> _Text_:
[start]

Hindus want recognition of yoga’s religious roots – Press

For many of the nearly 16 million Americans who practice yoga, the ancient discipline is about shedding pounds, increasing stamina, reducing stress, finding inner peace or some combination of benefits.

For Hindus, it is an integral part of their religion, a path toward mastery over the mind and body and bringing them closer to the divine.

Some leading American Hindus don't mind the profusion of yoga classes in strip malls and on fitness-club mats in the Inland area and elsewhere, but they're asking that yoga instructors do more to explain the Hindu roots of the practice.

The Maryland-based Hindu American Society has launched a Take Back Yoga campaign to increase knowledge about yoga's importance to Hinduism.

"It's a matter of acknowledgment," said Suhag Shukla, the group's managing director.

Yet some Inland yoga instructors say emphasizing the connection with Hinduism could turn off some students.

Tracey Pilliter avoids asking her students at Riverside's Canyon Crest Athletic Club to spend extended time with their palms together in front of their hearts or foreheads, because it is a prayer position.

"I try to shy away from any of the spiritual connotations of yoga, so it can appeal to everyone in the class," she said. "I leave it up to students to get whatever spirituality they might want to get out of it."

Some dispute that yoga was developed as a Hindu religious practice and say it predates Hinduism. But there is no doubt that it is an important part of ancient Hindu texts.

"Yoga" in Hinduism encompasses a range of practices, and the yoga typically taught in suburban studios relates only to one part of a complex life philosophy that is thousands of years old, said B.V. Venkatakrishna Sastry, a professor at Hindu University of America in Orlando, Fla., which offers a doctorate in yoga philosophy and meditation.

Shukavak Dasa, a priest at Shri Lakshmi Narayan Mandir, a Hindu temple in Riverside, said most Americans know little about Hinduism and many have negative perceptions about the religion.

"Yoga is obviously something that is perceived as good, as positive," he said. "If this is something we can capitalize on because it's already in the popular culture, by all means, yes, we should do it. Anything that promotes understanding between peoples is good."

Dasa said that people of any faith can get spiritual meaning out of the mental and physical control in yoga.

"It can bring you closer to your own conception of God," he said.


The Rev. Albert Mohler, president of the Southern Baptist Theological Seminary in Louisville, Ky., and one of the nation's foremost evangelical theologians, said yoga cannot be separated from Hinduism. In a September essay, he called yoga un-Christian because it uses the body to achieve consciousness of the divine. Christians should rely only on Jesus to attain all they need, he wrote.

Leeza Villagomez knows an inseparable connection exists between Hinduism and yoga. Yet Villagomez said yoga deepens her Christian faith, rather than detracts from it.

[end]

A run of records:
[start]

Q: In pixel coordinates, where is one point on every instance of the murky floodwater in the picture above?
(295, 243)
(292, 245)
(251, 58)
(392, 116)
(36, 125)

[end]

> _Tasks for this exercise_:
(a) In the article on yoga's Hindu roots, what campaign has the Hindu American Society launched?
(b) Write the next part of the article on yoga's Hindu roots, picking up after its final sentence.

> _Answers by task_:
(a) A Take Back Yoga campaign.

(b)
"It is so beautiful and sacred," said Villagomez, owner of Yoga Den in Corona.

Villagomez trains yoga instructors and requires them to learn about its links with Hinduism. If students query her about religious aspects of yoga, she will talk about it. But she does not discuss the subject in every class.

"I don't want to force anything upon anybody," she said. "If it flows, it flows. If it's pushed, it's not going to work."

Rita Oza has taught yoga at her Hindu temple, and she's taught it to non-Hindus at a San Bernardino fitness center.

"The technique of calming the mind can be applied to any human being," she said.

But the San Bernardino woman tailored her classes to her audience. The fitness-center class focused less on the "aum" sound because of its association with Hinduism, Oza said.

"I didn't want to create a thought in anyone's mind that I was teaching religion," she said.


Heather Matinde, 30, said she would not be bothered by a discussion of yoga's Hindu roots in her class at Breathe Yoga in Redlands.

"In fact, I'd be interested in it," said Matinde, who is not affiliated with any organized religious denomination.

But Matinde, of Redlands, said other students might be uncomfortable with Hindu religious references.

Breathe Yoga owner Julie Jackson Chenoweth said she deliberately does not place Hindu or Buddhist icons in her studio to avoid distractions for students who might view them as conflicting with their religious beliefs.

Jackson Chenoweth said she encourages her students to look within themselves while practicing yoga.

"Simply by being still and quiet allows you to connect to God, yourself and your faith," she said. "The basic tenet is practicing love and kindness."

Once a week, Jackson Chenoweth has an Indian-music trio play while students practice yoga. On a recent morning, the trio sang songs in Sanskrit and English that referred to Hindu deities. But they also played "Amazing Grace," knowing that the song would connect with some students.

Students in tights and sweats stretched and swayed and slowly breathed in and out as Jackson gently asked them to let go of tensions, judgmentalism and expectations.

"This is an opportunity to be present with our body, mind and spirit ..." she said. "letting reveal the light that's always been there and always will be."

Caitlin Brown, 23, of Redlands, who is Christian, said after Jackson Chenoweth's class that she is in constant prayer while practicing yoga.

"I pray for health and wellness and for those around me and center my thoughts with God," she said. "It's a spiritual journey every time I'm here."